List each line below that contains the word "outline", copying every such line in full. Letter case counts.

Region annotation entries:
^^^^^^^^^^^^^^^^

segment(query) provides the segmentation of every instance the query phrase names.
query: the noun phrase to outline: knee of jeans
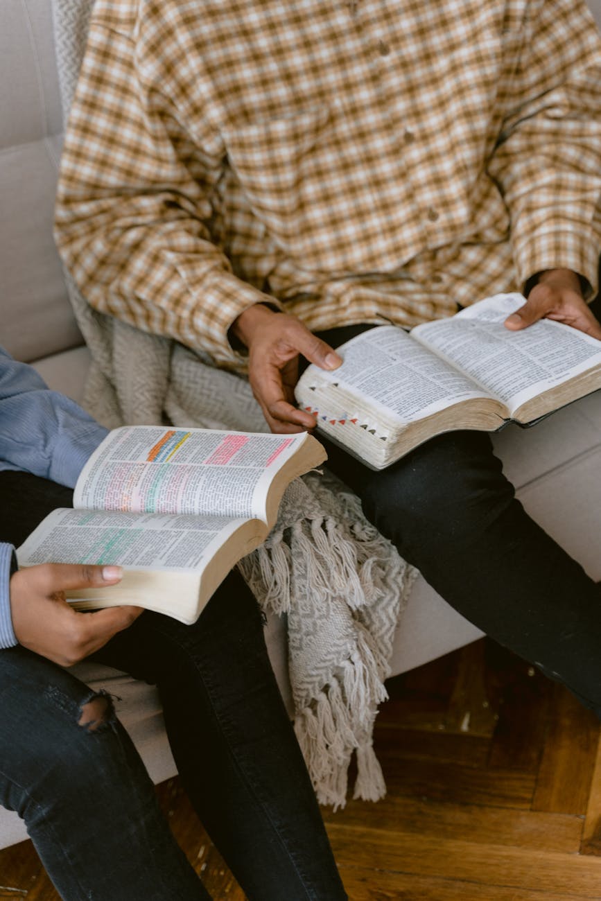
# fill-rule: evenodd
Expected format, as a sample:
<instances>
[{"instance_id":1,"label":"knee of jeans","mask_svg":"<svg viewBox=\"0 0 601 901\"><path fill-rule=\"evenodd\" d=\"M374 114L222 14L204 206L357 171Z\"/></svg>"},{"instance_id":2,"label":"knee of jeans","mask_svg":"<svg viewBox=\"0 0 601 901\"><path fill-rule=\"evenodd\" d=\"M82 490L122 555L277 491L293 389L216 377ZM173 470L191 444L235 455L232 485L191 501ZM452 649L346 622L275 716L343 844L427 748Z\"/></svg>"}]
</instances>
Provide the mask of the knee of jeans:
<instances>
[{"instance_id":1,"label":"knee of jeans","mask_svg":"<svg viewBox=\"0 0 601 901\"><path fill-rule=\"evenodd\" d=\"M368 518L403 551L441 542L471 543L513 502L513 487L502 477L481 474L405 472L389 490L363 497Z\"/></svg>"},{"instance_id":2,"label":"knee of jeans","mask_svg":"<svg viewBox=\"0 0 601 901\"><path fill-rule=\"evenodd\" d=\"M113 698L104 689L90 691L80 701L76 701L55 686L50 686L46 693L49 699L64 714L73 717L77 725L85 732L101 732L116 722Z\"/></svg>"},{"instance_id":3,"label":"knee of jeans","mask_svg":"<svg viewBox=\"0 0 601 901\"><path fill-rule=\"evenodd\" d=\"M115 721L113 698L105 691L98 691L90 696L79 707L81 715L77 725L87 732L93 733L105 729Z\"/></svg>"}]
</instances>

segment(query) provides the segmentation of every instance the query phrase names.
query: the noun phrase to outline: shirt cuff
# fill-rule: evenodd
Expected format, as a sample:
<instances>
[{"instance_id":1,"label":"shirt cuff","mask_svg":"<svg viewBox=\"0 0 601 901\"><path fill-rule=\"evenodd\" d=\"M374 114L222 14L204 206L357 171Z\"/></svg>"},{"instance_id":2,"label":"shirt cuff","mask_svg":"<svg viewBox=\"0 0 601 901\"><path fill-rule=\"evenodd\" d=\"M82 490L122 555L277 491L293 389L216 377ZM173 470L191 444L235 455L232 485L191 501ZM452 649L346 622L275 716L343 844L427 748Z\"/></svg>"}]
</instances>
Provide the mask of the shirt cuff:
<instances>
[{"instance_id":1,"label":"shirt cuff","mask_svg":"<svg viewBox=\"0 0 601 901\"><path fill-rule=\"evenodd\" d=\"M14 648L19 642L13 629L11 616L11 576L17 568L14 548L0 544L0 649Z\"/></svg>"},{"instance_id":2,"label":"shirt cuff","mask_svg":"<svg viewBox=\"0 0 601 901\"><path fill-rule=\"evenodd\" d=\"M54 445L49 478L59 485L75 487L79 473L107 434L108 430L96 422L61 432Z\"/></svg>"}]
</instances>

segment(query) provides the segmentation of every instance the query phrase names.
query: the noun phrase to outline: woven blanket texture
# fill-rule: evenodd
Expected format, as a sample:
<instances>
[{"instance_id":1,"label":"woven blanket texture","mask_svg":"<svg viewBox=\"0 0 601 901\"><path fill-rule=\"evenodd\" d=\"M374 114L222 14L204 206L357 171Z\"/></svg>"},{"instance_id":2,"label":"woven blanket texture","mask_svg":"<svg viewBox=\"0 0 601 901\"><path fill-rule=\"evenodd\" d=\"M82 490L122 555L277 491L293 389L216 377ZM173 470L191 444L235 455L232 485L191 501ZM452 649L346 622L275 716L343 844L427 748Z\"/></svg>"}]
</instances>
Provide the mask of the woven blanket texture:
<instances>
[{"instance_id":1,"label":"woven blanket texture","mask_svg":"<svg viewBox=\"0 0 601 901\"><path fill-rule=\"evenodd\" d=\"M93 3L53 0L63 110L76 90ZM244 378L93 310L68 273L66 279L92 356L85 405L105 425L267 431ZM295 729L320 803L344 805L353 753L354 796L378 800L386 787L373 725L415 571L327 470L289 487L267 542L239 567L261 607L287 615Z\"/></svg>"}]
</instances>

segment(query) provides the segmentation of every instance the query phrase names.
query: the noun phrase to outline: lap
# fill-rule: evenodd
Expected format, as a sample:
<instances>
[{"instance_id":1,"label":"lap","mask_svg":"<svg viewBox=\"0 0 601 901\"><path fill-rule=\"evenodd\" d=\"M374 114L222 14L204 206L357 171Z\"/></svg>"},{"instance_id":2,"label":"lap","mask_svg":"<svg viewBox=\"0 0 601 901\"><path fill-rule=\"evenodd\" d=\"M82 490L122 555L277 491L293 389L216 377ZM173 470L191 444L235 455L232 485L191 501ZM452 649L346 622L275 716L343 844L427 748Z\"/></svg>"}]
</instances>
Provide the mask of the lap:
<instances>
[{"instance_id":1,"label":"lap","mask_svg":"<svg viewBox=\"0 0 601 901\"><path fill-rule=\"evenodd\" d=\"M29 472L0 472L0 542L18 547L57 507L73 505L73 491Z\"/></svg>"}]
</instances>

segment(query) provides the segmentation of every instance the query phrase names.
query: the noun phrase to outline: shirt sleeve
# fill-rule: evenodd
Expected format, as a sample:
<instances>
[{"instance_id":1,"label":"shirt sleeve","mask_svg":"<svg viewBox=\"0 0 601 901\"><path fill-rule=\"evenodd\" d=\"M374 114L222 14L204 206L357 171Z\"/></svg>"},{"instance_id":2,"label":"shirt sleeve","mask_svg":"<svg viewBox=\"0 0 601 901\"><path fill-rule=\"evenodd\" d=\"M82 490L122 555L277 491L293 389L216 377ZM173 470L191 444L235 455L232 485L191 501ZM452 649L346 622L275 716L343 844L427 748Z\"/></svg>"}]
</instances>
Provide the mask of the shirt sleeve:
<instances>
[{"instance_id":1,"label":"shirt sleeve","mask_svg":"<svg viewBox=\"0 0 601 901\"><path fill-rule=\"evenodd\" d=\"M107 430L0 348L0 468L73 487Z\"/></svg>"},{"instance_id":2,"label":"shirt sleeve","mask_svg":"<svg viewBox=\"0 0 601 901\"><path fill-rule=\"evenodd\" d=\"M11 576L16 569L14 548L0 542L0 650L13 648L19 642L13 629L11 617Z\"/></svg>"},{"instance_id":3,"label":"shirt sleeve","mask_svg":"<svg viewBox=\"0 0 601 901\"><path fill-rule=\"evenodd\" d=\"M256 303L280 305L233 274L212 233L223 147L189 108L189 67L165 64L163 77L151 46L92 23L61 158L57 244L92 306L243 369L230 326Z\"/></svg>"},{"instance_id":4,"label":"shirt sleeve","mask_svg":"<svg viewBox=\"0 0 601 901\"><path fill-rule=\"evenodd\" d=\"M565 268L586 280L592 298L601 247L601 38L583 0L533 0L526 8L488 170L509 208L522 283Z\"/></svg>"}]
</instances>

^^^^^^^^^^^^^^^^

- _RESULT FOR THIS TASK_
query: the noun phrase to outline: knee of jeans
query: the noun phrase to outline: shirt cuff
query: the noun phrase to outline: woven blanket texture
query: the noun phrase to outline: lap
query: the noun phrase to outline: shirt sleeve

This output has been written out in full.